• Short exercise A
In the underfloor heating text, turn the paragraph that begins "New build? Always install hydronic underfloor heating" into a short list that keeps its main facts.

• Source extract
------------------------------------------------------------------------
Everything you need to know about underfloor heating in Portugal — types, costs, advantages, and how to choose the right system for your renovation.
Underfloor heating is, in my opinion, the best way to heat a home. It rises from the floor, keeping your feet warm, keeping your body warm — and it uses significantly less energy than radiators. In my own 400 m² house, I turn it on every other day, and we live in short sleeves through the winter. I have installed underfloor heating in dozens of homes between Cascais and Lisbon, and it is consistently the upgrade clients appreciate the most. But the truth is, there is a lot of misinformation regarding costs and installation. In this guide, I explain everything based on my real-world experience of over 25 years in renovations.
The Big Decision: Hydronic or Electric?
The first thing to decide is whether you will install a hydronic (water-based) or electric system. They are not interchangeable — each has its right context and its wrong context.
Maja's rule:
“If it is a new build from the ground up, the preferable solution is hydronic underfloor heating. For apartment renovations, it is better to opt for electric. For those who do not wish to replace their floors, you can even opt for radiant skirting boards. Did you know about those?”
New build? Always install hydronic underfloor heating. It allows for installation with any type of flooring (even wood and microcement), since it operates at low temperatures and the pipes do not come into direct contact with the surface. Here, we can choose whether to heat with electricity (photovoltaic panels), a heat pump, a gas boiler, or a diesel boiler. The installation cost is considerably higher than electric underfloor heating, but compared to radiators, it ends up being about the same — or even cheaper.
------------------------------------------------------------------------
• Entries

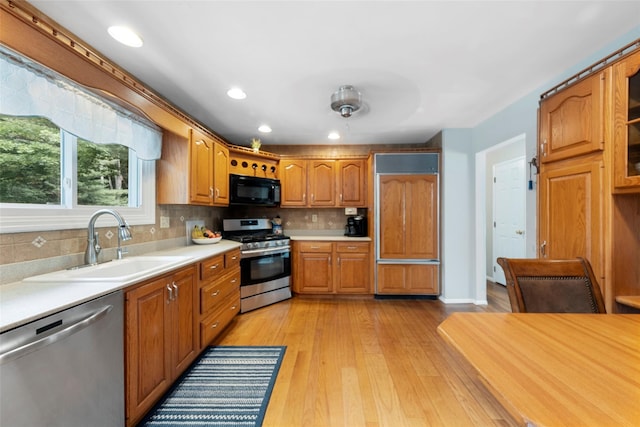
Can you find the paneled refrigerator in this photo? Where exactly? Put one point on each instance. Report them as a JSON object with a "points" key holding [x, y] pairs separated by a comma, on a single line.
{"points": [[407, 208]]}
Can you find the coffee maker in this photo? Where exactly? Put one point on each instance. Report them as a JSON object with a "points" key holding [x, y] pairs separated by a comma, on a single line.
{"points": [[356, 226]]}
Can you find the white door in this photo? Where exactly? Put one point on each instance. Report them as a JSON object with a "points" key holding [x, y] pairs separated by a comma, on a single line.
{"points": [[509, 179]]}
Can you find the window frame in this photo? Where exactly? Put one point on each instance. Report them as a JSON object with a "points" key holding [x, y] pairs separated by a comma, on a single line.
{"points": [[19, 217]]}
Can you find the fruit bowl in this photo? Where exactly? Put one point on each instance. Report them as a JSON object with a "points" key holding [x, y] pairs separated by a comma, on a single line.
{"points": [[206, 240]]}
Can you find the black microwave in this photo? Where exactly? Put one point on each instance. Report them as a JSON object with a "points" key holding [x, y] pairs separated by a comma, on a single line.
{"points": [[251, 190]]}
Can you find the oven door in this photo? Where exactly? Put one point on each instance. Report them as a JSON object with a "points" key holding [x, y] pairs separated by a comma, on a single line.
{"points": [[263, 265]]}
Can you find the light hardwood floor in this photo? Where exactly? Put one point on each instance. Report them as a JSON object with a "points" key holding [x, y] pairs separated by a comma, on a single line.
{"points": [[366, 362]]}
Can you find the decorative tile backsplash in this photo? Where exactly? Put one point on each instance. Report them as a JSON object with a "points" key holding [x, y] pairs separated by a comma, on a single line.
{"points": [[65, 248]]}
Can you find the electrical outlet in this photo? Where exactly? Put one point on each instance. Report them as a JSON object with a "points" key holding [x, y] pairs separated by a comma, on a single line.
{"points": [[189, 226]]}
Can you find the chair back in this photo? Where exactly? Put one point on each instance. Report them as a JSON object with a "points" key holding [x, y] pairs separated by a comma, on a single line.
{"points": [[552, 286]]}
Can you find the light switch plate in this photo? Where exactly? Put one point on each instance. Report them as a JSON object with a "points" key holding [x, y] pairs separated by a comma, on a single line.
{"points": [[190, 225]]}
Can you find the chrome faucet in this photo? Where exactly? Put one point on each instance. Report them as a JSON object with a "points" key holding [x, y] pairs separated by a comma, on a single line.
{"points": [[93, 245]]}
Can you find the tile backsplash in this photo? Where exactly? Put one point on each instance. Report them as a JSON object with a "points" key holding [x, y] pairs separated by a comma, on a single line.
{"points": [[43, 251]]}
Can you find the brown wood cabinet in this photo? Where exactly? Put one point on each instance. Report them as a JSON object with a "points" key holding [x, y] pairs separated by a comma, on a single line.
{"points": [[325, 267], [193, 171], [571, 210], [161, 338], [323, 183], [408, 230], [408, 279], [409, 217], [219, 289], [588, 187], [572, 122], [626, 124]]}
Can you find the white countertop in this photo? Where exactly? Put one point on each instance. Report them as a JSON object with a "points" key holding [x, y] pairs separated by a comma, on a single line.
{"points": [[324, 235], [331, 238], [23, 302]]}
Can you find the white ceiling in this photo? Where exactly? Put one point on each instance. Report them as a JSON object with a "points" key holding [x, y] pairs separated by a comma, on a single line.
{"points": [[421, 66]]}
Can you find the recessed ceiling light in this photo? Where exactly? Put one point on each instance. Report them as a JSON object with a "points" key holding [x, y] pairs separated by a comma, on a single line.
{"points": [[125, 35], [236, 93]]}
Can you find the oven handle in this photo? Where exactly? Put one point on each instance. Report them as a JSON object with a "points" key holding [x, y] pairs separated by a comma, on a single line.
{"points": [[253, 253]]}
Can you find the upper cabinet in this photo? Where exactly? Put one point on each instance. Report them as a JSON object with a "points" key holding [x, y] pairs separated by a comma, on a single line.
{"points": [[193, 171], [626, 97], [323, 183], [572, 121], [351, 181]]}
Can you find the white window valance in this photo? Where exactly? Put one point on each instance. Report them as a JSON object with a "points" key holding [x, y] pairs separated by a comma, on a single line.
{"points": [[29, 89]]}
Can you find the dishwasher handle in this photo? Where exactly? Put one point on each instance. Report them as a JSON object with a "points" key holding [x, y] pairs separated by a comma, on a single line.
{"points": [[18, 352]]}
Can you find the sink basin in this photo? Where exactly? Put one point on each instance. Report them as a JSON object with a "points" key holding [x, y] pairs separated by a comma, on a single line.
{"points": [[122, 270]]}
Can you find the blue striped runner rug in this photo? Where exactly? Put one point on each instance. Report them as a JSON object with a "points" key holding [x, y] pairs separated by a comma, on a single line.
{"points": [[227, 386]]}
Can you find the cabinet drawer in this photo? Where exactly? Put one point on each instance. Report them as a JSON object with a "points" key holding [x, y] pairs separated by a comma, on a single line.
{"points": [[211, 267], [314, 246], [360, 247], [232, 258], [212, 325], [214, 293]]}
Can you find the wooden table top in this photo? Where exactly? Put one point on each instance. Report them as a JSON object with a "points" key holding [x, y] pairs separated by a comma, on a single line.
{"points": [[631, 301], [555, 369]]}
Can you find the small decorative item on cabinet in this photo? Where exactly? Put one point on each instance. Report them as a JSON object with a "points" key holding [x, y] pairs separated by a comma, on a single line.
{"points": [[255, 144]]}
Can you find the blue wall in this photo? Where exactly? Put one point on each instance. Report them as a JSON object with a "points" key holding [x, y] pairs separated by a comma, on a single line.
{"points": [[459, 148]]}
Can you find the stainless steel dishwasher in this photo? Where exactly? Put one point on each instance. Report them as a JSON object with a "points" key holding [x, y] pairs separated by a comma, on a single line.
{"points": [[66, 369]]}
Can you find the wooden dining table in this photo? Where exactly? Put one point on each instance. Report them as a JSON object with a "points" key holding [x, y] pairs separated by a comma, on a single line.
{"points": [[555, 369]]}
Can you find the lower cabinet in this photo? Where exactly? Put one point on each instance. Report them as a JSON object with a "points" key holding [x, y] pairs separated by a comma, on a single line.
{"points": [[324, 267], [408, 279], [161, 339], [219, 287], [169, 320]]}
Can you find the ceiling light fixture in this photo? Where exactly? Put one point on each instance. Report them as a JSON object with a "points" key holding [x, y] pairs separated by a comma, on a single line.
{"points": [[236, 93], [346, 101], [125, 36]]}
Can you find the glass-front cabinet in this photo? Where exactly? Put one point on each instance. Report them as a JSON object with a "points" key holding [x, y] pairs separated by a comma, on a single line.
{"points": [[626, 75]]}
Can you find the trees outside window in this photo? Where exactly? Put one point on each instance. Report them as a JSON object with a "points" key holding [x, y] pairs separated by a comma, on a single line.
{"points": [[43, 164]]}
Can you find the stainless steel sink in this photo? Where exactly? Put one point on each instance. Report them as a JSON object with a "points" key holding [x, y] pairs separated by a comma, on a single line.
{"points": [[121, 270]]}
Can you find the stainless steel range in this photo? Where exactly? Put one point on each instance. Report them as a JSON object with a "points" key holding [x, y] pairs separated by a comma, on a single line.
{"points": [[265, 262]]}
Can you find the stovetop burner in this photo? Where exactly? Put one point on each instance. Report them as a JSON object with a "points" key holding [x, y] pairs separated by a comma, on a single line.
{"points": [[253, 233], [244, 238]]}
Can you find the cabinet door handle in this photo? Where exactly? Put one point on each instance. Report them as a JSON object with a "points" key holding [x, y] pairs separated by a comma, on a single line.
{"points": [[543, 148], [170, 289]]}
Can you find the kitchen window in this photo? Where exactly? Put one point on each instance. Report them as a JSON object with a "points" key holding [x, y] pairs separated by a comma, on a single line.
{"points": [[66, 152]]}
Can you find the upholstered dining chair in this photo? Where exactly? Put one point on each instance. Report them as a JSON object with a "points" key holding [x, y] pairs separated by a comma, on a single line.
{"points": [[552, 286]]}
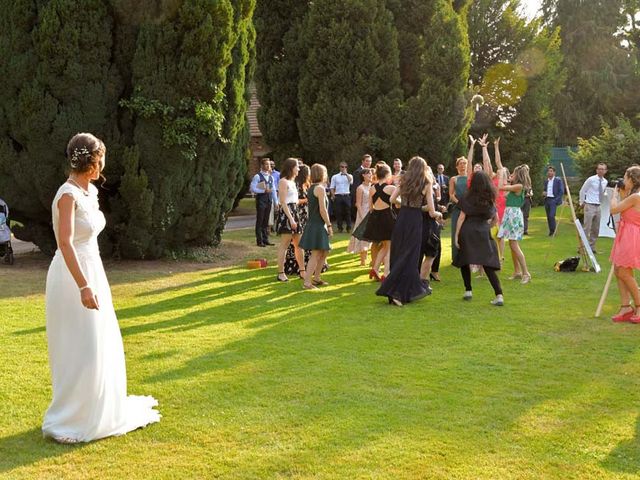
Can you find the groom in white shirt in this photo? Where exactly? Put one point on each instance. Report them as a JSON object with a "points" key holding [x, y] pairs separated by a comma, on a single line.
{"points": [[591, 196]]}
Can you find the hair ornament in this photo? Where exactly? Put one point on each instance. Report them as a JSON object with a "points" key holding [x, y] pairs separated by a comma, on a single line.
{"points": [[78, 155]]}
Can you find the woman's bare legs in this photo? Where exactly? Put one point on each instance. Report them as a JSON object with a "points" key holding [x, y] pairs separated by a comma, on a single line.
{"points": [[285, 240]]}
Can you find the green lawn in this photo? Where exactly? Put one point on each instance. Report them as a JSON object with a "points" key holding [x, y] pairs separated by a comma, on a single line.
{"points": [[258, 379]]}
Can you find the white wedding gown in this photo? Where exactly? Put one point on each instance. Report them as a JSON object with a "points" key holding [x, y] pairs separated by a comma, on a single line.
{"points": [[86, 354]]}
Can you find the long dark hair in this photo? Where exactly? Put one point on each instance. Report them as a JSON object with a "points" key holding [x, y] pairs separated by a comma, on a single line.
{"points": [[481, 192], [302, 180]]}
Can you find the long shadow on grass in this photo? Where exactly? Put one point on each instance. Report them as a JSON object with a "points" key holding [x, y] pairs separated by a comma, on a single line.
{"points": [[29, 447], [625, 458], [338, 371]]}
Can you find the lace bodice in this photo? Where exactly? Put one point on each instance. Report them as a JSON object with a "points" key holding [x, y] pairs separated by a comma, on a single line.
{"points": [[89, 220]]}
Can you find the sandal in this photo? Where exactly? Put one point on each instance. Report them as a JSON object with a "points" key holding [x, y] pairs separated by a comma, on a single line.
{"points": [[65, 440], [626, 316]]}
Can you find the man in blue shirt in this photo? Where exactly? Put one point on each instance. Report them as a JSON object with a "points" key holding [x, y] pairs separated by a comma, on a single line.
{"points": [[553, 192], [263, 187]]}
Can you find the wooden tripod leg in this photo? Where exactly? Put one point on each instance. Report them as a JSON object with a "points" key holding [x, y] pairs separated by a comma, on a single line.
{"points": [[605, 291]]}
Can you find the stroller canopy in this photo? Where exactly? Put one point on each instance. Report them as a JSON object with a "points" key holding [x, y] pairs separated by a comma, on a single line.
{"points": [[5, 233]]}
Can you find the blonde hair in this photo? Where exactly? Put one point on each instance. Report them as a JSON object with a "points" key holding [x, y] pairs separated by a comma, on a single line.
{"points": [[414, 182], [521, 176], [459, 160], [318, 173], [633, 172]]}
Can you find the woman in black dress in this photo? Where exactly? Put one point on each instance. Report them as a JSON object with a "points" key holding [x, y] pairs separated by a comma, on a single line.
{"points": [[381, 219], [302, 182], [404, 284], [473, 235]]}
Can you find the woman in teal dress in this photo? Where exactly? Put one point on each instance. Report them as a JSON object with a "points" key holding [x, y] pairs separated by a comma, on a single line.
{"points": [[318, 229], [458, 186]]}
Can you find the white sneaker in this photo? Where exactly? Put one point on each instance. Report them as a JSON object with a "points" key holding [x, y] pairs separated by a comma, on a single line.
{"points": [[498, 301]]}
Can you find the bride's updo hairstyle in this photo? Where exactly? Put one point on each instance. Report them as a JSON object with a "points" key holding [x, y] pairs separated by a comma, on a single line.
{"points": [[84, 151]]}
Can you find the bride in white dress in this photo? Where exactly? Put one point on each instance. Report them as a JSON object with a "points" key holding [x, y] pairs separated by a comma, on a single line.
{"points": [[86, 354]]}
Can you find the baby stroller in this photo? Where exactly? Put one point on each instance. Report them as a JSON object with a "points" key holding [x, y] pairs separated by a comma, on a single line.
{"points": [[5, 234]]}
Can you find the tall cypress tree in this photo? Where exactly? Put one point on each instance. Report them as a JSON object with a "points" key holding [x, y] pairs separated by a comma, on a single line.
{"points": [[56, 79], [165, 85], [434, 67], [602, 76], [349, 81], [517, 68], [279, 61]]}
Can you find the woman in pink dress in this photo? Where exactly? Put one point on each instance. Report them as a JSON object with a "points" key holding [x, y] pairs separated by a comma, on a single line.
{"points": [[625, 254]]}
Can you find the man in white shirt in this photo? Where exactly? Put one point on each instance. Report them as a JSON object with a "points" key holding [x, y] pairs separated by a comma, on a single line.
{"points": [[263, 187], [443, 181], [357, 181], [340, 194], [591, 196]]}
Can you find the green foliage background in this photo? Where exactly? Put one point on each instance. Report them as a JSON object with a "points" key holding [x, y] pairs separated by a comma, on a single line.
{"points": [[164, 85], [338, 79]]}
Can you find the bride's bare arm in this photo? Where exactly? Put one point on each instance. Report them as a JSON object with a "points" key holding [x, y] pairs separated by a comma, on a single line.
{"points": [[66, 215]]}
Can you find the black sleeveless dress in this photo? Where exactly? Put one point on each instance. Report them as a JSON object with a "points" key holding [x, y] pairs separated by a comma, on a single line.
{"points": [[404, 282], [380, 223]]}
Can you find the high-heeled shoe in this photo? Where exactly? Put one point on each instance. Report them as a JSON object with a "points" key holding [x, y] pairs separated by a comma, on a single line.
{"points": [[396, 302], [626, 316]]}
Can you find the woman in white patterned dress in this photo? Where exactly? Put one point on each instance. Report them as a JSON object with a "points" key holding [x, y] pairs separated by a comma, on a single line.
{"points": [[86, 354], [363, 203]]}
------------------------------------------------------------------------
• Short exercise B
Output the entries from the line with "Can you find the high-heeled" through the end of the entries as a numbered list, leaving out blank lines.

• Written response A
- New builds should always get hydronic underfloor heating.
- It suits any flooring, even wood and microcement, because it runs at low temperatures and the pipes never touch the surface directly.
- Heat can come from electricity (photovoltaic panels), a heat pump, a gas boiler, or a diesel boiler.
- Installation costs considerably more than electric underfloor heating, but about the same as radiators or even less.

• Written response B
1. Can you find the high-heeled shoe in this photo? Where exactly? Put one point on each instance. Report them as a JSON object with a "points" key holding [x, y] pairs separated by a comma, on a single line.
2. {"points": [[396, 302], [626, 316]]}
3. Can you find the woman in white patterned dress in this photo? Where exactly? Put one point on each instance. Report them as a JSON object with a "points" key holding [x, y] pairs separated by a comma, on a single line.
4. {"points": [[86, 354], [363, 203]]}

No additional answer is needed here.